**Requirement:** How many lines in the entries below contain the word "green", matching case exactly? Reply with the number only.

# START OF Listed entries

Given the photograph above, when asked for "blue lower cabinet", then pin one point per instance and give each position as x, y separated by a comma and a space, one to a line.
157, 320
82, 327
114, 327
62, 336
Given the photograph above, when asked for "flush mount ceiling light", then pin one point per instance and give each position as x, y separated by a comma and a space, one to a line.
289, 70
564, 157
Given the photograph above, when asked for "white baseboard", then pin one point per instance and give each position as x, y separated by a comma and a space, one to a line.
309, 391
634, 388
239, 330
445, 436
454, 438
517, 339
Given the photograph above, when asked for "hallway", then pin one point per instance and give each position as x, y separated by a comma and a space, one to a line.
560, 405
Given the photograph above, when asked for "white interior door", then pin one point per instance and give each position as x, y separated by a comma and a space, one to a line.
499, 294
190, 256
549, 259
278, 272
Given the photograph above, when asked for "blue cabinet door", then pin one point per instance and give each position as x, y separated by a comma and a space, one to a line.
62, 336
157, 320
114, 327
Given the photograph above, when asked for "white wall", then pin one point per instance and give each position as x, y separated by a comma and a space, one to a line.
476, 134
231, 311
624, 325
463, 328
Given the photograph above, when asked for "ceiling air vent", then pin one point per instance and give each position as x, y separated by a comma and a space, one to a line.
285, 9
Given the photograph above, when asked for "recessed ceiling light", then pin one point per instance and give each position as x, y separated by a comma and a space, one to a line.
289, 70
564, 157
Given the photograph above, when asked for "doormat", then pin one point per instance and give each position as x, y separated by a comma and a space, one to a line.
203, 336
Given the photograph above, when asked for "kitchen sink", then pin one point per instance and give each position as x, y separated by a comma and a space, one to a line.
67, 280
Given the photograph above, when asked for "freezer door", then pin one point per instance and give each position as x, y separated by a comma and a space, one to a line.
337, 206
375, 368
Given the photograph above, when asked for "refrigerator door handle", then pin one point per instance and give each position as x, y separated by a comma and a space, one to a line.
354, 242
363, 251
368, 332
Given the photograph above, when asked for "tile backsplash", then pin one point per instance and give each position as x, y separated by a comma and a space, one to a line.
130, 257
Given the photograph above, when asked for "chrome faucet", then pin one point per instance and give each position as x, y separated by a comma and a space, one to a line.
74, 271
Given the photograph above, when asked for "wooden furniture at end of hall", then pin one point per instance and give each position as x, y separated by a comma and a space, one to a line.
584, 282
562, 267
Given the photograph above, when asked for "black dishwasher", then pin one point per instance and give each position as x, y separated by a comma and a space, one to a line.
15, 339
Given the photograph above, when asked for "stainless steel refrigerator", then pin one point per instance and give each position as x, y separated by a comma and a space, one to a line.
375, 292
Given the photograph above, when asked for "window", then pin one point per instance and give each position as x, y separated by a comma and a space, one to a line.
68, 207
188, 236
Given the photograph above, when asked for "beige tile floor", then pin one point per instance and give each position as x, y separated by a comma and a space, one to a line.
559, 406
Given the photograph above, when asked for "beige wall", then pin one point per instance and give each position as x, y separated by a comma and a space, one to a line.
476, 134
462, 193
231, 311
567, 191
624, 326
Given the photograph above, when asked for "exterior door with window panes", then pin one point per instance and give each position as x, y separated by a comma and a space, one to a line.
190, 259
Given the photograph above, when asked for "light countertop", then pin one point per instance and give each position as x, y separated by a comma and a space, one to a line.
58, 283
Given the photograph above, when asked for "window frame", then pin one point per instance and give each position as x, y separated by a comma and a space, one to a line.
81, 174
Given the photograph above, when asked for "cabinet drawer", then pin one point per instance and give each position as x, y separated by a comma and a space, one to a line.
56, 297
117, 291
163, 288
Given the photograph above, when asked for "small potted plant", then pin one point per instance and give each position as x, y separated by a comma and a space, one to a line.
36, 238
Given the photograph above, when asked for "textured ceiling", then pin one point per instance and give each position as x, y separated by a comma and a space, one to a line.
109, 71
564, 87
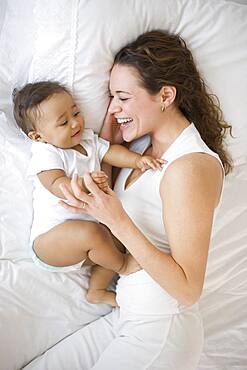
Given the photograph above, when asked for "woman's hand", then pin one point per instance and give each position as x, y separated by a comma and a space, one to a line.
111, 129
104, 207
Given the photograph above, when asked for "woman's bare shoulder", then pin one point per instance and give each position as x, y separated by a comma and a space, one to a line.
194, 173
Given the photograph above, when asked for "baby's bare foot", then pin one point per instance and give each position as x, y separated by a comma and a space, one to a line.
97, 296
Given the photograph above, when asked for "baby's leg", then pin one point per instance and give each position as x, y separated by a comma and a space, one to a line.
72, 241
99, 281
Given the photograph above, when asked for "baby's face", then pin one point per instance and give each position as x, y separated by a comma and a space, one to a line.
60, 122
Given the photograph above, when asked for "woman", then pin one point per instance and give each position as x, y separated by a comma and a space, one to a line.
164, 218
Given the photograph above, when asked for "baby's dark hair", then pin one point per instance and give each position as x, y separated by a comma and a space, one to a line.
27, 99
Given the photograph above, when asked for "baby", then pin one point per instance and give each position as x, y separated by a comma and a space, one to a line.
60, 240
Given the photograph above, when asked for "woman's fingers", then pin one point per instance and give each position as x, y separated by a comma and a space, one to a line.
77, 190
91, 186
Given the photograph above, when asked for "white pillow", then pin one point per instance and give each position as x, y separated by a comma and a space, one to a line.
76, 44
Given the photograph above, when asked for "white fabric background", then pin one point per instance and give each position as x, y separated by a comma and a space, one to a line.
75, 41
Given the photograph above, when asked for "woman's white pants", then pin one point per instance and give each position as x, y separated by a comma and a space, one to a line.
127, 341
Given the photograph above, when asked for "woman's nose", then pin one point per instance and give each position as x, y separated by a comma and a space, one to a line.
74, 122
114, 107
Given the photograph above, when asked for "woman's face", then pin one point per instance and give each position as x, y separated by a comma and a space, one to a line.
133, 107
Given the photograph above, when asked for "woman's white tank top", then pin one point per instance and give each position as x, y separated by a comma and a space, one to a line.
142, 202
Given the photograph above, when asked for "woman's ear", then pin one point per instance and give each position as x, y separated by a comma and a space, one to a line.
167, 96
34, 135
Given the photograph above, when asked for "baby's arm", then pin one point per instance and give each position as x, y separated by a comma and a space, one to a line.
120, 156
52, 179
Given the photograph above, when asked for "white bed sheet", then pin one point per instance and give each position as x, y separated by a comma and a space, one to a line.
37, 308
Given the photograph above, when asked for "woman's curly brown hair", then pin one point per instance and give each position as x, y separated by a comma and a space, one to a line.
162, 59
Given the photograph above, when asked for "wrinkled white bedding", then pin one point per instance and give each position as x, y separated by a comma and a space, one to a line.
75, 43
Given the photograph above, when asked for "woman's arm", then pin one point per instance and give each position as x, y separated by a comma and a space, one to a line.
189, 191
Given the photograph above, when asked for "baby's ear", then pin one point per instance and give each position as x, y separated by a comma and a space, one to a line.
34, 135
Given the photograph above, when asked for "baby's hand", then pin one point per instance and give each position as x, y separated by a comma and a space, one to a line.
146, 162
101, 180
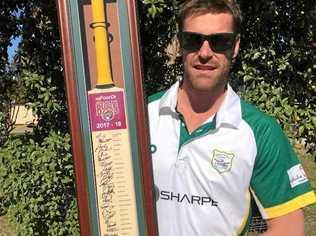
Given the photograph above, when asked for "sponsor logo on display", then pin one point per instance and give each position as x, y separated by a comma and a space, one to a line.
297, 175
107, 109
222, 161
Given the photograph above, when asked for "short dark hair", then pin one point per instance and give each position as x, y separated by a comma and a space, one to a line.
192, 7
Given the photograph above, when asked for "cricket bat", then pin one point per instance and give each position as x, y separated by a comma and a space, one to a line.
114, 180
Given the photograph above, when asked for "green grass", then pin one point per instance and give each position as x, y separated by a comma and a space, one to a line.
6, 229
310, 211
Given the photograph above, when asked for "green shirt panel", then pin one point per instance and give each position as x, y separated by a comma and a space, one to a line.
275, 156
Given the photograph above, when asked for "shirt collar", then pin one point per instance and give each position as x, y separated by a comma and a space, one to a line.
229, 113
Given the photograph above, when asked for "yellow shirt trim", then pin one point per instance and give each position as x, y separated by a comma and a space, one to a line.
245, 218
292, 205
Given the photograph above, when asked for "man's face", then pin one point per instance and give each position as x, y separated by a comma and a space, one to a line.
206, 70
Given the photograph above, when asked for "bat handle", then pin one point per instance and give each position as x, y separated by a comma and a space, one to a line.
104, 78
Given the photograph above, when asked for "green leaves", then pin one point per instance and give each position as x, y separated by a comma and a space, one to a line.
37, 190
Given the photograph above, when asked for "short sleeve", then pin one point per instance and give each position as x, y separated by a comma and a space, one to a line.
279, 183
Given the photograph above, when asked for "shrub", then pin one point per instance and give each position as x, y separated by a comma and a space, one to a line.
37, 191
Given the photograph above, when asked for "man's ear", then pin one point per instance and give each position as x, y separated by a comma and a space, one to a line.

# END OF Listed entries

**Reply to the exercise:** 3